→ **PROBLEM DESCRIPTION**:
Output each line of the listing exactly, though pictures are not to appear.

=-=-=

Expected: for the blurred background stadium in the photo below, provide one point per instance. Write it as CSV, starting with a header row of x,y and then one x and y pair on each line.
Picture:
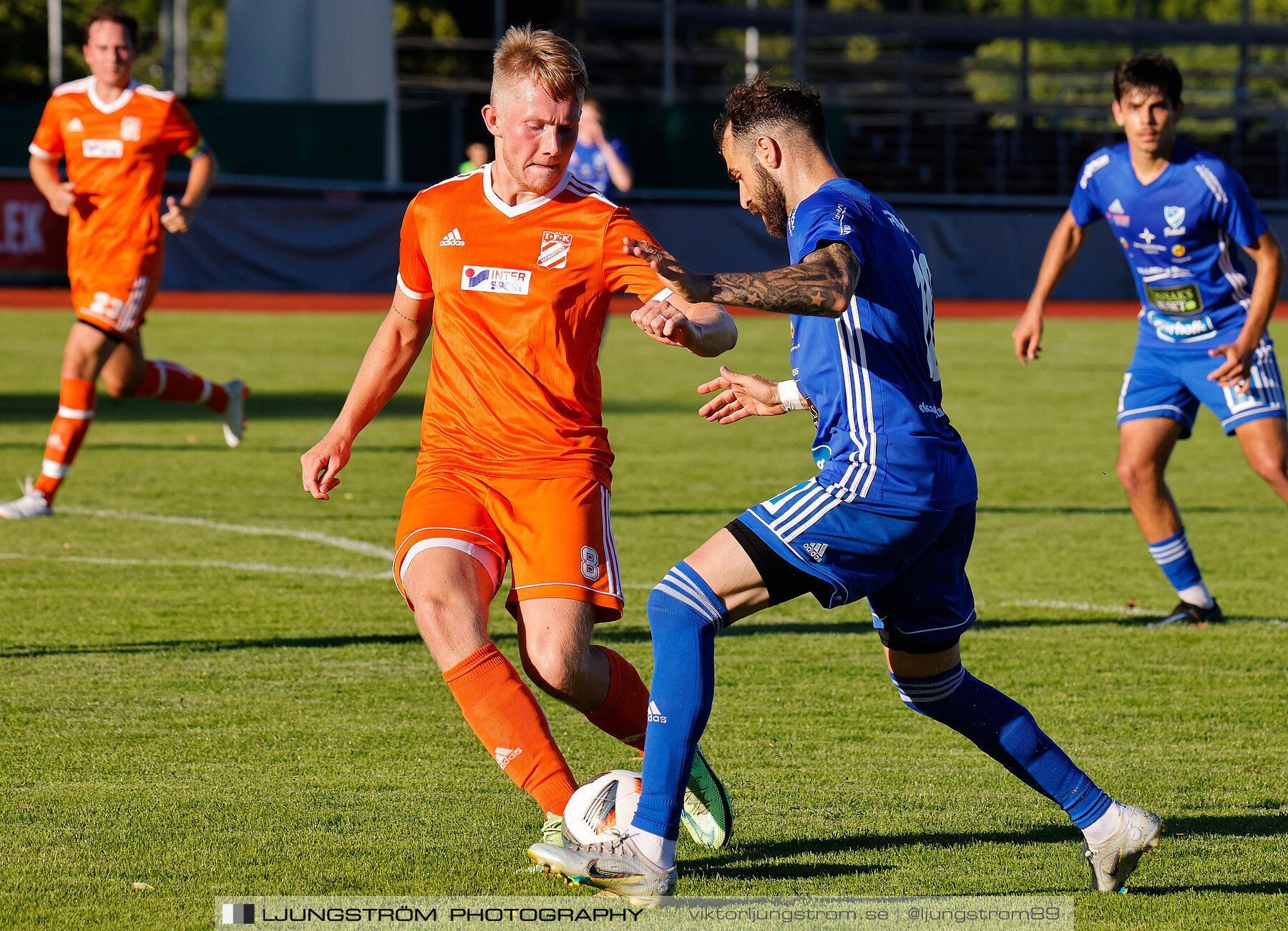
x,y
967,115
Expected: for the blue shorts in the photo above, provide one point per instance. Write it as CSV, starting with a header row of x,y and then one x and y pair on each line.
x,y
911,567
1172,381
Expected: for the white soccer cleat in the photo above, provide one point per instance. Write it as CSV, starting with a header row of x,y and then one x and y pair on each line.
x,y
32,504
1113,862
235,415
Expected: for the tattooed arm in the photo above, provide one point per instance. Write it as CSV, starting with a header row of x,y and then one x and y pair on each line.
x,y
819,285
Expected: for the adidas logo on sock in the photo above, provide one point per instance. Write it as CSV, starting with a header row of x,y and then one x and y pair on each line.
x,y
504,756
816,552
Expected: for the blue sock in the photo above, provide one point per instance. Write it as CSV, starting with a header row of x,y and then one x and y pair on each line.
x,y
684,616
1006,731
1176,560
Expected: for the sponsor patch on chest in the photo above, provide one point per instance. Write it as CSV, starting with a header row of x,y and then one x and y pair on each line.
x,y
102,148
496,280
554,249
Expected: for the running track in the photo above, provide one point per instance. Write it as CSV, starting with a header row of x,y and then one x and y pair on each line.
x,y
296,301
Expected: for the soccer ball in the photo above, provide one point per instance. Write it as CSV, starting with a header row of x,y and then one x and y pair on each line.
x,y
605,801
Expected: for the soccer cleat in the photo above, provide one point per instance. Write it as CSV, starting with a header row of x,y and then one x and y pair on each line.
x,y
235,415
708,814
613,866
32,504
1114,860
552,832
1191,613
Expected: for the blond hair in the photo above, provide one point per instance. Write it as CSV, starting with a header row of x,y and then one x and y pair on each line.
x,y
541,56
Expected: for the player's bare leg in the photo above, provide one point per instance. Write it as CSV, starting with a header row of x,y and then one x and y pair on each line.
x,y
555,650
450,593
1144,449
84,354
1265,443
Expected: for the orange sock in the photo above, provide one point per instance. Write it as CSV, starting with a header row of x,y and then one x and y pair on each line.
x,y
625,711
505,716
167,380
75,415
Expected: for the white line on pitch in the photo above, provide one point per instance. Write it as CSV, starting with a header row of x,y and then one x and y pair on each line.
x,y
311,536
203,565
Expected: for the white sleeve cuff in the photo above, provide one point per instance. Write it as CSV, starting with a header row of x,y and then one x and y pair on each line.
x,y
407,291
790,396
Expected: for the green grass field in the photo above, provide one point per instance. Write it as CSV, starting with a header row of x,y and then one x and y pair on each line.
x,y
215,711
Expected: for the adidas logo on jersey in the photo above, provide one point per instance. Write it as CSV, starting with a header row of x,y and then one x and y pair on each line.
x,y
504,756
816,552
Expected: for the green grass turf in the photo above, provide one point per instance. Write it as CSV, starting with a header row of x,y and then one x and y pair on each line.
x,y
213,731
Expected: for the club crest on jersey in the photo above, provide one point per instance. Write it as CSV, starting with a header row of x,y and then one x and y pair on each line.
x,y
496,280
554,249
1117,215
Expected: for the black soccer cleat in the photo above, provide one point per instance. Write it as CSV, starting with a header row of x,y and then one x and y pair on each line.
x,y
1191,615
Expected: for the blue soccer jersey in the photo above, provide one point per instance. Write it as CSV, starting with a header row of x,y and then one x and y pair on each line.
x,y
872,374
1181,236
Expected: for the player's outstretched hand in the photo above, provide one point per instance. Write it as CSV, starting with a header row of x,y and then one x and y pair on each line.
x,y
665,323
693,286
318,467
175,219
1028,336
1236,367
741,396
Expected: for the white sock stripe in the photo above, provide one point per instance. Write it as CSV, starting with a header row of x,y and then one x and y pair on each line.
x,y
682,597
689,585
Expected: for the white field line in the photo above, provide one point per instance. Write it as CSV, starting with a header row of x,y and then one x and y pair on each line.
x,y
204,565
309,536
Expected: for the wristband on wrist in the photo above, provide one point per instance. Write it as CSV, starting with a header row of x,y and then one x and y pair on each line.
x,y
790,396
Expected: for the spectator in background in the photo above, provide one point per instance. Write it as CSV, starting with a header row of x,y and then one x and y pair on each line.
x,y
598,160
476,156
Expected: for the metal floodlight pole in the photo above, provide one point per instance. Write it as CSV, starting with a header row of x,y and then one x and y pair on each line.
x,y
167,29
180,30
668,52
56,43
799,40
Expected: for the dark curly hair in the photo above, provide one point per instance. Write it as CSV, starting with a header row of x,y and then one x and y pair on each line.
x,y
1148,72
756,104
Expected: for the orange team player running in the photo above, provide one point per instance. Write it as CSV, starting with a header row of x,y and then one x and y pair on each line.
x,y
116,135
513,267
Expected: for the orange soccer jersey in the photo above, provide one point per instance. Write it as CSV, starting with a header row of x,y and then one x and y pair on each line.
x,y
116,156
521,294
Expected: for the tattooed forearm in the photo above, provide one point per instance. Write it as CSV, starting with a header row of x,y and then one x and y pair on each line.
x,y
818,286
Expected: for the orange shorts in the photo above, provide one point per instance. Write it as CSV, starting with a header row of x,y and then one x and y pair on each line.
x,y
554,532
115,308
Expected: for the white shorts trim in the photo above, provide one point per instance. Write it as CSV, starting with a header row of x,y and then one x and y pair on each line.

=-=-=

→ **RESPONSE TO THIS TASK**:
Expected: for the blurred background stadium in the photo below, provide one point per instance. Write it as CSV, starting with a header row of x,y and then one x and y pair on each line.
Picture:
x,y
967,115
Expected: for the blue shorts in the photo above, provide one point per instance. Write it as CSV, starting with a header row of x,y and then one x and y pair on each line.
x,y
911,567
1172,381
Expected: for the white soccer cleat in the photo above, provide one point per instance. Write it as CSV, starting with a header row of x,y and then one x and y pair on each line.
x,y
32,504
1113,862
235,415
Expected: for the tattooed arm in the photo above, provide one point per instance. Write it as CSV, starting with a header row of x,y and then one x and y pair on each line.
x,y
819,285
Expected: for the adidas logo on sock in the photo above, provide one point per instance. Write it as CSV, starting with a header row of x,y and then one x and y pair on each line.
x,y
504,756
816,552
Expected: for the blue sock in the photo above, provide one point per instance. Write it as CSV, starting with a header row of x,y and then one x and y pair on each line.
x,y
684,616
1006,731
1176,560
Expected: for the sponsor patch on chest in the photo above, provide one point per instance. Write it as CSV, starting with a header row of x,y and then one x and y pair on each line.
x,y
102,148
496,280
554,249
Expected: for the running track in the photo above, provide one point per instance. Write it as CSV, starting with a header row of x,y and then one x and y pair on each line.
x,y
296,301
Expected: for the soccer ball in the photo above, provide one point per instance. Write it as CSV, starting with a header row of x,y and then one x and y pair on each line.
x,y
605,801
Expected: for the soccer cleat in the photo above, provide one point per instance. Write it as CSV, starting with a header row of x,y and then one x and y pair on each line.
x,y
235,415
708,814
613,866
32,504
1114,860
552,832
1191,613
Expected: for the blond hair in the photo above, provide one point per instance. Write it as CSV, starting with a header row of x,y and then one x and y pair on each line.
x,y
541,56
Expected: for the player's bare leg in the photo above, provide one point per instance. Write it as CSV, starting with a header row of x,y and then one x and y pair on each line.
x,y
555,650
450,593
1144,449
84,354
1265,443
Expected: for the orange sock in the photo above, provide one point per instance. Write it as CSV, starting with a header row of x,y and then one x and y pair on each line.
x,y
625,711
505,716
167,380
75,415
Expected: for the white line on pitch in the photo above, provide one point per instance. Write it as CSV, starting with a header row of x,y and then one x and y pair on each line.
x,y
311,536
203,565
Expected: for the white sleeve cuff in the photo above, provide one point per instance. Write it as CSV, starting with a header row of x,y and then one x and y pair on each line.
x,y
407,291
790,396
Expected: for the green grass field in the photo above, provide one point per instance. Write it as CSV, starting with a header row of x,y and then one x and y pair on each line.
x,y
215,711
Expected: for the adidas logo on jersey in the photo above, provide one point per instance. Write it as CSV, starting with a header row of x,y and then one x and y pair on each line.
x,y
504,756
816,552
Expected: for the green grass turf in the photo above, provide one point per instance. Write it as CSV, starting with a header row of x,y and then one x and y pair on each line.
x,y
213,731
Expected: for the club crest on jersey in the photo above, provide one point per instance. Write it as CSV, starting with a header row of x,y and then one x and y pair on each line.
x,y
496,280
554,249
1117,215
Expected: for the black soccer cleat in the photo above, provide one point per instance. Write it as CSV, starting with a header row of x,y and then one x and y pair on each line.
x,y
1191,615
Expected: for the blue soccer jersey in the photo above, provide one point per instance. Write it as CSV, starting with a header row of x,y and then one x and y pair on each line.
x,y
872,374
1181,236
Expected: for the player's outstretched hand in the photo above, provide one point per instance. Write it as CSV, starting with a header row of x,y and then one x and y pair on each line.
x,y
665,323
693,286
318,467
175,219
1028,336
1236,367
741,396
Expected: for the white sock stripe in the photo above, provide one point per instance. Write it as CSV, starting with a header row of x,y and then one x and y pair on each line.
x,y
682,597
689,585
Expected: for the white field line in the photo above, provide one point per instance. Write it as CSV, starting with a header row of x,y and then one x and y pair on each line.
x,y
204,565
309,536
Expected: for the wristband on wrist in the photo above, provide one point per instance. Write it as CSV, starting with a header row of x,y and then one x and y pair on each line.
x,y
790,396
Expected: for the spectator in background in the photo above, provide one point per instance. Write it as CSV, starting with a header row of x,y and then one x and y pair on each line.
x,y
598,160
476,156
Expected: for the metal floodlight pole in the photo above, provide one point per instance. Write it as CSV, starting with a header row of x,y and then one x and y pair on each line.
x,y
167,29
180,30
668,52
56,43
799,40
Expected: for the dark curly hair in the photo above, provide one point per instance. Write it as CSV, starting with a header row of x,y and then one x and y pair on each line.
x,y
1148,72
756,104
Expected: for the orange team player running in the photo above, provide one point per instance. Write it as CSV, starting with a header row of x,y and then one x and y pair on each line.
x,y
116,135
513,267
Expected: for the orange soccer jersey in the photo above, provide one point per instance. Write it as CSV, starting with a header row of x,y and then one x and y pair on each line.
x,y
116,156
521,294
Expected: for the tattooed forearm in the photo above, provide one point per instance. Write it as CSV, starting with a header row of x,y and then one x and y pair on each line.
x,y
818,286
Expected: for the orange shorts in the photo above, provide one point per instance. Write it as CSV, starting with a header row of x,y and then one x and y pair on each line.
x,y
554,532
115,308
Expected: for the white shorts trim in the photo above, provide one point per instance. Write it as CSV, starting with a header row of x,y and then one x and y pair on each line.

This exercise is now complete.